Yaşam

Noter ve tapuda 65 yaş krizi

Mevzuata rağmen noter ve tapu memurlarının 65 yaş üzeri vatandaşlardan sağlık raporu istemeyi sürdürmesi, işlem yoğunluğunu artırarak büyük karışıklığa neden oluyor.

Abone Ol

Noter ve tapu müdürlüklerinde 65 yaş üzeri vatandaşların yaşadığı “sağlık raporu zorunluluğu” krizi giderek büyüyor. Çevre, Şehircilik ve İklim Değişikliği Bakanlığı’nın açık uyarısına rağmen memurların uygulamayı sürdürmesi, hem vatandaşları mağdur ediyor hem de kurumlarda işlemlerin aksamasına yol açıyor.

§ **Görevleriniz**
A – Haber metninde "Mevzuata rağmen noter" ifadesinden başlayıp "karışıklığa neden oluyor." ifadesi de dahil olmak üzere uzanan bölümü aynen kopyalayın.
B – Haber metninde "Noter ve tapu müdürlüklerinde" sözleriyle açılan paragrafı, temel bilgilerini koruyarak daha kısa biçimde yeniden yazın.
C – Noter ve tapudaki 65 yaş krizini anlatan haber metninin devamını, son cümleden sonra başlayarak yazın.
Sonraki veriler çalışma için gerekli değildir.

§ **Verilen Bilgiler**
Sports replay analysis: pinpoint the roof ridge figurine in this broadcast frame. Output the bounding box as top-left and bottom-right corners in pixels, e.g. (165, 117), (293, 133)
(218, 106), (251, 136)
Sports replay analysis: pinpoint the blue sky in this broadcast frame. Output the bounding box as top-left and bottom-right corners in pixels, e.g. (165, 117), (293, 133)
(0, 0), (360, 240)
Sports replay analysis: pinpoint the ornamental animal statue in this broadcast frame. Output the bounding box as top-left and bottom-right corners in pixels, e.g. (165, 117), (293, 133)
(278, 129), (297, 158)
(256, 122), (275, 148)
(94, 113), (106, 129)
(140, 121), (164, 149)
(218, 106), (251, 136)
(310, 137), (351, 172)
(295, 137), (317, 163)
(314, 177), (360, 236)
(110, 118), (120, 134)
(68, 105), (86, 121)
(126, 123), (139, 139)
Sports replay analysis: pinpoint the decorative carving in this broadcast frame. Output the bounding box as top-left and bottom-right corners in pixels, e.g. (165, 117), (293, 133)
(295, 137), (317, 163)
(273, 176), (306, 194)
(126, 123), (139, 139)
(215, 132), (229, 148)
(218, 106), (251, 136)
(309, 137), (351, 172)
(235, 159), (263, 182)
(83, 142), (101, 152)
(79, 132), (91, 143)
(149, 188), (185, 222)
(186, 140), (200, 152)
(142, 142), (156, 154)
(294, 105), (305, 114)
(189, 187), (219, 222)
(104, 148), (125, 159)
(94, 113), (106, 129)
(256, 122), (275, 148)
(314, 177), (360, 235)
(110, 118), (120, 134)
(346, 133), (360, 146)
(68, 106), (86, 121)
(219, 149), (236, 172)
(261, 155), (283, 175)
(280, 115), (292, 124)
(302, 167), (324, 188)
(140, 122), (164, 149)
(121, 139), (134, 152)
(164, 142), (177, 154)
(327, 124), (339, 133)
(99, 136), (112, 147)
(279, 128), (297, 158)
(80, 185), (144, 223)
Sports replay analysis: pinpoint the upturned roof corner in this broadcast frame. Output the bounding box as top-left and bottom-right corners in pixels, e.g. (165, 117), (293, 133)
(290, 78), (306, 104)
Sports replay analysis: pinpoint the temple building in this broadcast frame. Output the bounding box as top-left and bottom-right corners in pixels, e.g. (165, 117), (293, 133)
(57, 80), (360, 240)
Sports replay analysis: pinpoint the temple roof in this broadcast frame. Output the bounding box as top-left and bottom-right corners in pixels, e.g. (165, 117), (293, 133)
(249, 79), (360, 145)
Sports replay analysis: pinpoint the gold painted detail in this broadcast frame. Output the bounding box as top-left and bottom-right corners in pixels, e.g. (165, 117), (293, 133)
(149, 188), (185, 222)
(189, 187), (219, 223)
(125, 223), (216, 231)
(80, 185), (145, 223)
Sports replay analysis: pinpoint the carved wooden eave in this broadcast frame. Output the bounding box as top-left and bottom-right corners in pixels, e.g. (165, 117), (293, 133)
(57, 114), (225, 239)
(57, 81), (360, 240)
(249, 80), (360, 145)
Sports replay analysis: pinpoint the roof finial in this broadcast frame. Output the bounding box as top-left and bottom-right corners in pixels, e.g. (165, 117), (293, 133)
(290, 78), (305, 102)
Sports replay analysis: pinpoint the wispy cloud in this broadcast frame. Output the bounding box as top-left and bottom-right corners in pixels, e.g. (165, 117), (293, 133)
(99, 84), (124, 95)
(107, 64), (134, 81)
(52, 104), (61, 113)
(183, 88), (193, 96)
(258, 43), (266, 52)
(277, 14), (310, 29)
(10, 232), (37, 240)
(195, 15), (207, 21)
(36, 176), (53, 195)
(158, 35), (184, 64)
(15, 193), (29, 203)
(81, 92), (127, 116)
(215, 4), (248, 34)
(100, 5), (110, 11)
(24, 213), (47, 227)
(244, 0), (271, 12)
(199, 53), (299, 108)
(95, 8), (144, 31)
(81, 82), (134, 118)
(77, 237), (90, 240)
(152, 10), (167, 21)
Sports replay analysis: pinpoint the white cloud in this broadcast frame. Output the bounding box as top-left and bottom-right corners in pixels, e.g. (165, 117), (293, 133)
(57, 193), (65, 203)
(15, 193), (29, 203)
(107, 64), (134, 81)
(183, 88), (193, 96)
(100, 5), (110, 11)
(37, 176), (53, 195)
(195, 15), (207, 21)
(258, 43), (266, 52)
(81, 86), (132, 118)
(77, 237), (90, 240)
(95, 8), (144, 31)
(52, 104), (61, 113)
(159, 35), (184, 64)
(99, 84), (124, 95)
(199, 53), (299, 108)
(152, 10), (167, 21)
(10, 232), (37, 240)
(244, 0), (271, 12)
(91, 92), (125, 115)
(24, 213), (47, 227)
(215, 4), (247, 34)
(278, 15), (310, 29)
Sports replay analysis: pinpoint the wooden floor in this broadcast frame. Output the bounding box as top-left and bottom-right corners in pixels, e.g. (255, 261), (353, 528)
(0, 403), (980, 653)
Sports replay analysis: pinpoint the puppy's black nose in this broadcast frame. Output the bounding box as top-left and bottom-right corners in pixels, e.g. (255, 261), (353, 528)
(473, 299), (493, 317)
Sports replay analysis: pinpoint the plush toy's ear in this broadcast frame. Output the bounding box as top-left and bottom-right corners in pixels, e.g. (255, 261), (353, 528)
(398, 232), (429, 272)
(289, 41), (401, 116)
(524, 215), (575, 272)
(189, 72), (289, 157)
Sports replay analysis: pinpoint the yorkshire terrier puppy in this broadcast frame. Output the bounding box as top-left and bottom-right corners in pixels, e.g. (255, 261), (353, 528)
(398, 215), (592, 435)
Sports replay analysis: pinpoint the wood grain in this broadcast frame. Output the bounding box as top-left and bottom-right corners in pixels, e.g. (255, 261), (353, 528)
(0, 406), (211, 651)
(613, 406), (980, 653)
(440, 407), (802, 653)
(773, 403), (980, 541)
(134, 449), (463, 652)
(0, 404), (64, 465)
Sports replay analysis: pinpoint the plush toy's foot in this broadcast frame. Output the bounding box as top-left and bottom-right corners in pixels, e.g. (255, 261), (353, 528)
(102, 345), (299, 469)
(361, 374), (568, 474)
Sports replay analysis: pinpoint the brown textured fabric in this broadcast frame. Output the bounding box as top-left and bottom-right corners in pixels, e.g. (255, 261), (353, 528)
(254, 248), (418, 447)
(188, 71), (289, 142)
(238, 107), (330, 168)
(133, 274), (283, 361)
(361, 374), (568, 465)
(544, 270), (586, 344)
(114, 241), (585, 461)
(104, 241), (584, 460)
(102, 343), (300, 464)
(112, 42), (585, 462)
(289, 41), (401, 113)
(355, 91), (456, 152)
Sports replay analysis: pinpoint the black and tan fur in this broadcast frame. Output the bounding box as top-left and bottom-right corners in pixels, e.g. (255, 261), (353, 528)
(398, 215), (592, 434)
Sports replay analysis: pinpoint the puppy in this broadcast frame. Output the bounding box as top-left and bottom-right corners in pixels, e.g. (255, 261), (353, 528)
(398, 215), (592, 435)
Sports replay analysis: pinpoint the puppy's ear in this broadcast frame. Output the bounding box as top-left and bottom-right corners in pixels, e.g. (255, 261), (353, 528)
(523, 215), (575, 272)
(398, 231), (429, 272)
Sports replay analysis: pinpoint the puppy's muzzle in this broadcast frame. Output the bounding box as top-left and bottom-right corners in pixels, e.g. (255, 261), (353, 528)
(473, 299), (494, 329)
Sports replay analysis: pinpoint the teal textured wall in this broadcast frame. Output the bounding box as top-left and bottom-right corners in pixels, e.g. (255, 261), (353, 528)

§ **Görevlere Göre Yanıtlar**
A –
Mevzuata rağmen noter ve tapu memurlarının 65 yaş üzeri vatandaşlardan sağlık raporu istemeyi sürdürmesi, işlem yoğunluğunu artırarak büyük karışıklığa neden oluyor.

B – Çevre, Şehircilik ve İklim Değişikliği Bakanlığı'nın açık uyarısına karşın memurların 65 yaş üzeri vatandaşlardan sağlık raporu istemeyi sürdürmesi, noter ve tapu müdürlüklerinde giderek büyüyen bir krize yol açıyor. Bu uygulama vatandaşları mağdur ediyor ve işlemleri aksatıyor.

C –
Mevzuata göre yalnızca akli melekeleri konusunda şüphe duyulan kişilerden rapor istenmesi gerekirken, son yıllarda artan davalar ve kamuoyundaki yüksek profilli vakalar nedeniyle bu uygulama adeta bir rutin hâline getirildi. Vatandaşlar, sadece yaşları nedeniyle “riskli” görülmekten rahatsız olurken, sağlık kuruluşlarında da gereksiz rapor talepleri nedeniyle yoğunluk artmış durumda.

65 YAŞ ÜSTÜNDE RAPOR ŞARTI OLMADIĞI HALDE UYGULAMA YAYGINLAŞIYOR

Tapu ve Kadastro Genel Müdürlüğü ile Adalet Bakanlığı’nın bağlı bulunduğu noterlikler, yasal yetki kapsamında yalnızca makul şüphe oluştuğunda sağlık raporu talep edebiliyor. Yani kişinin yaşı tek başına rapor için gerekçe değil. Buna karşın birçok memur, olası bir hukuki sorunla karşılaşmamak adına 65 yaş üzerindeki herkesten rapor istemeyi bir tür güvenlik kuralına dönüştürdü.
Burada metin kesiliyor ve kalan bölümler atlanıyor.